WHAT TO DO:
1 - Using the Horizon Epoch FAQ, answer:
(a) Where is the metadata kept?
(b) What is the typical storage overhead for active branches?
(c) Which command creates a new commit that undoes a merge?
2 - Copy the Horizon Epoch FAQ from "Yes. Use epoch" to "query historical data?", substituting "rebase" for "merge" throughout.

begin PASSAGE TO READ

Keyboard shortcuts

Press or to navigate between chapters

Press S or / to search in the book

Press ? to show this help

Press Esc to hide this help

FAQ

Frequently asked questions about Horizon Epoch.

General Questions

What is Horizon Epoch?

Horizon Epoch is a Git-like version control system for data. It provides branching, merging, commits, and history tracking for data stored in PostgreSQL, MySQL, SQL Server, SQLite, S3/Delta Lake, Azure Blob, GCS, and local filesystems.

How is it different from Git?

Git tracks changes to files (text). Horizon Epoch tracks changes to structured data (rows/records). Key differences:

  • Record-level tracking instead of line-level
  • Field-level conflict detection instead of text diff
  • Works with live databases instead of files
  • Storage-agnostic - supports multiple backends

Do I need to migrate my data?

No. Horizon Epoch works with data where it lives. You register existing tables and start versioning. Your data stays in its original location.

Is my data copied when I create a branch?

No. Branching is zero-copy. Only modified records are stored separately. Creating a branch is instant regardless of data size.


Architecture

Where is the metadata stored?

Metadata (commits, branches, change tracking) is stored in a dedicated PostgreSQL database. This is separate from your data storage.

Can I use different databases for metadata and data?

Yes. The metadata database and data storage are completely separate. For example:

  • Metadata: PostgreSQL on localhost
  • Data: PostgreSQL on AWS RDS + S3 for analytics

Does Horizon Epoch modify my existing tables?

Horizon Epoch creates overlay tables alongside your existing tables to track changes. Your original table structure is not modified.

What happens if I modify data directly without using Epoch?

Changes made outside of Horizon Epoch’s context won’t be tracked. For full version control, all changes should go through Epoch or you should periodically sync.


Performance

How fast is branch creation?

Branch creation is O(1) - constant time regardless of data size. Creating a branch from a 1TB dataset takes the same time as from a 1KB dataset (~milliseconds).

What’s the storage overhead?

Storage overhead is proportional to changes, not data size:

  • Base data: Original size (no overhead)
  • Per branch: Only modified records are stored
  • Typical overhead: 1-10% for active branches

Are queries slower on branches?

There’s a small overhead for branch queries due to overlay resolution. For typical branch sizes (< 1% of data modified), overhead is negligible (<10%). For large overlays, consider materializing the branch.

Can it handle large datasets?

Yes. Horizon Epoch is designed for large-scale data:

  • Zero-copy branching works at any scale
  • Only changed records are processed
  • Streaming for large operations
  • Pagination for history

Operations

Can I undo a merge?

Yes. Use epoch revert HEAD to create a new commit that undoes the merge. The original merge commit remains in history.

How do I see what changed?

# Changes since last commit
epoch status

# Changes between branches
epoch diff main feature/branch

# Commit history
epoch log

Can I query historical data?

end PASSAGE TO READ
begin DATASET SECTION

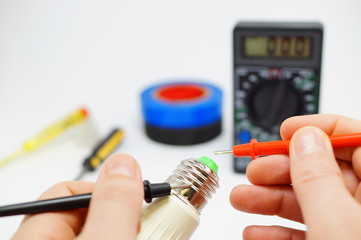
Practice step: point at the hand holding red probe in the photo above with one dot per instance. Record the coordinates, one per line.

end DATASET SECTION

EXPECTED ANSWERS:
1 -
(a) In a dedicated PostgreSQL database, separate from the data storage.
(b) 1-10%.
(c) epoch revert HEAD

2 -
Yes. Use epoch revert HEAD to create a new commit that undoes the rebase. The original rebase commit remains in history.

How do I see what changed?

# Changes since last commit
epoch status

# Changes between branches
epoch diff main feature/branch

# Commit history
epoch log

Can I query historical data?